### BRANO PROPOSTO:
I ragazzi ci sorprendono sempre, specie a scuola, anche in tempi di pandemia. Lo fanno, paradossalmente, proprio quando prendono sul serio noi adulti, mandano in frantumi gli schemi in cui li incaselliamo e lo scetticismo che ogni giorno ci pervade.

Accade persino nell’ultima ora di lezione, alla fine di maggio, quando il prof. si aspetta solo che la fatica sfibrante di un anno trascorso tra baldanzose riprese in presenza e rovinose ritirate in didattica a distanza si trasformi in delusione e, infine, in invincibile noia.

Mentre riprendo l’ultimo autore di letteratura anglo-americana proposto alla mia classe di quinto anno faccio scorrere il powerpoint con i punti nodali di The Catcher in the Rye, Il giovane Holden, di J.D. Salinger.

Flavia è da sempre appostata nelle retrovie. Sin dalla prima classe è stata una ragazzina con una forte personalità, talvolta polemica, sempre impegnata a difendere ad oltranza le proprie strategie di sopravvivenza scolastica e restia a farsi guidare. Certo, è cambiata. Oggi è più disponibile e aperta. La osservo mentre vado avanti con l’analisi del rapporto tra Holden e gli adulti, nel romanzo. Seduta lungo la parete alla sinistra della cattedra, ha gli occhi fissi sullo schermo del tablet davanti a sé. Giro attorno alla fila di centro continuando a parlare. La colgo alle spalle e mi accorgo che sta seguendo gli stessi appunti proiettati sulla LIM della classe. Mi vergogno del mio sospetto.

Torno alla cattedra, continuo a spiegare. Ed accade l’imprevisto: lei si alza e, per seguire meglio la lezione, raggiunge il primo banco vuoto e mi pone una raffica di domande sul testo. Una posizione umana impensabile cinque anni fa. Oggi, vederla in atto è quasi commovente. Termina l’ora.

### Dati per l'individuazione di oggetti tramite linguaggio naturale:
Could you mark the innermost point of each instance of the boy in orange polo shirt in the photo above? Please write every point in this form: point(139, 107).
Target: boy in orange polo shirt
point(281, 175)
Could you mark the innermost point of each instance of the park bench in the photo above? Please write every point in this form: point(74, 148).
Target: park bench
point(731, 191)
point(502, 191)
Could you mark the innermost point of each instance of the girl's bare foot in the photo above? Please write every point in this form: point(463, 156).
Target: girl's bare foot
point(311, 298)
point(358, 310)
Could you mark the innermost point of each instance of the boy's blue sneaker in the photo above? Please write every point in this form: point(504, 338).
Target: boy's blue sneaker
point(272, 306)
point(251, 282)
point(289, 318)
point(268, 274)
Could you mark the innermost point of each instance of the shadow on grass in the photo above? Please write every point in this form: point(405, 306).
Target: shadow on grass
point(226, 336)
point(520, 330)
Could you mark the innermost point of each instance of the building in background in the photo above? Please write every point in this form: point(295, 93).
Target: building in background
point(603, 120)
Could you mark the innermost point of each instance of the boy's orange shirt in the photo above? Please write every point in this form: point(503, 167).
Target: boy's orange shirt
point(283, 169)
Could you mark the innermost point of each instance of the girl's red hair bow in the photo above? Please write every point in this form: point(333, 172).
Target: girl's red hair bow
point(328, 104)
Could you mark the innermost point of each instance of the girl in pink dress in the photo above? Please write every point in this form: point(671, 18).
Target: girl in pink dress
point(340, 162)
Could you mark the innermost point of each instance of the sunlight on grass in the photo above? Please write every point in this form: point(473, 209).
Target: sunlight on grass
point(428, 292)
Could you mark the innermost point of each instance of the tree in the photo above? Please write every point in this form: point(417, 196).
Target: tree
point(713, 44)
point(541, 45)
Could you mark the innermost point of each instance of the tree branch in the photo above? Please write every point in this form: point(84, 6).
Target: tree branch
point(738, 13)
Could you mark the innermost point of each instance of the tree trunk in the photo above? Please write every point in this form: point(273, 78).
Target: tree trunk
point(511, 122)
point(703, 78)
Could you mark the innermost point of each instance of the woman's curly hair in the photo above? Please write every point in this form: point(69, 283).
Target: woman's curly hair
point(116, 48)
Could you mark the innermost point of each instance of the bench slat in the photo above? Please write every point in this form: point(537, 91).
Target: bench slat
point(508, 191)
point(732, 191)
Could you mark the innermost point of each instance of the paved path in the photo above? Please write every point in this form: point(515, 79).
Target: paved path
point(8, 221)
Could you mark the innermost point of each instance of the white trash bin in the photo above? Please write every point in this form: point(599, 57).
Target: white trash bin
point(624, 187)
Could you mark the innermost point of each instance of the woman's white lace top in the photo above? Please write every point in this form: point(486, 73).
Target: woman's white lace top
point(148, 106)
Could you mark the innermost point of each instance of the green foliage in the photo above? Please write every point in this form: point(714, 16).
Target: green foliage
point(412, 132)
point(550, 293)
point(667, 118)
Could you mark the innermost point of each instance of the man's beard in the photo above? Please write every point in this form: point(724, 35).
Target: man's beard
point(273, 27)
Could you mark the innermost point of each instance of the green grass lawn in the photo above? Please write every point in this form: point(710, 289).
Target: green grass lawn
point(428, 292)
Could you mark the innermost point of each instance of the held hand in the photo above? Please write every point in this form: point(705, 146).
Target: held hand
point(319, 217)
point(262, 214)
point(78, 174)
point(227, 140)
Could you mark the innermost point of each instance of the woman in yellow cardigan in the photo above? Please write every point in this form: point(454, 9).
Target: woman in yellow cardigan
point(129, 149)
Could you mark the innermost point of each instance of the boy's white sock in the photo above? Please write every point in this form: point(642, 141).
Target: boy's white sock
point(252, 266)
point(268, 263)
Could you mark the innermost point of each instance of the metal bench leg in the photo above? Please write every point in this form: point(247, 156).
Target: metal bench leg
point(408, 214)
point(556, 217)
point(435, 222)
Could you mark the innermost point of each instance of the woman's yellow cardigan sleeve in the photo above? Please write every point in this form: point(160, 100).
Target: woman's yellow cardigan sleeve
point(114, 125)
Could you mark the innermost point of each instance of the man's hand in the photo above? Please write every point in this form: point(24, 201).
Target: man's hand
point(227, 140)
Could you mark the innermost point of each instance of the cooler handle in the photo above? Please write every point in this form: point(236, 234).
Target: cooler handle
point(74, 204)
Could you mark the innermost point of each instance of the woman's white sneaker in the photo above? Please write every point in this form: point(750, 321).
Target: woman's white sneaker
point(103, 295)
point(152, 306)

### CONSEGNA:
Indichi se ciascuna delle seguenti affermazioni concorda con il brano proposto, rispondendo sì o no e riportando tra virgolette le parole del brano che lo stabiliscono.
(a) La lezione descritta si svolge nell'ultima ora, alla fine di maggio.
(b) Flavia siede lungo la parete alla destra della cattedra.
(c) Sul tablet Flavia sta guardando materiale estraneo alla lezione.

### RISPOSTA SCRITTA:
(a) Sì: «Accade persino nell’ultima ora di lezione, alla fine di maggio».
(b) No: «Seduta lungo la parete alla sinistra della cattedra».
(c) No: «mi accorgo che sta seguendo gli stessi appunti proiettati sulla LIM della classe».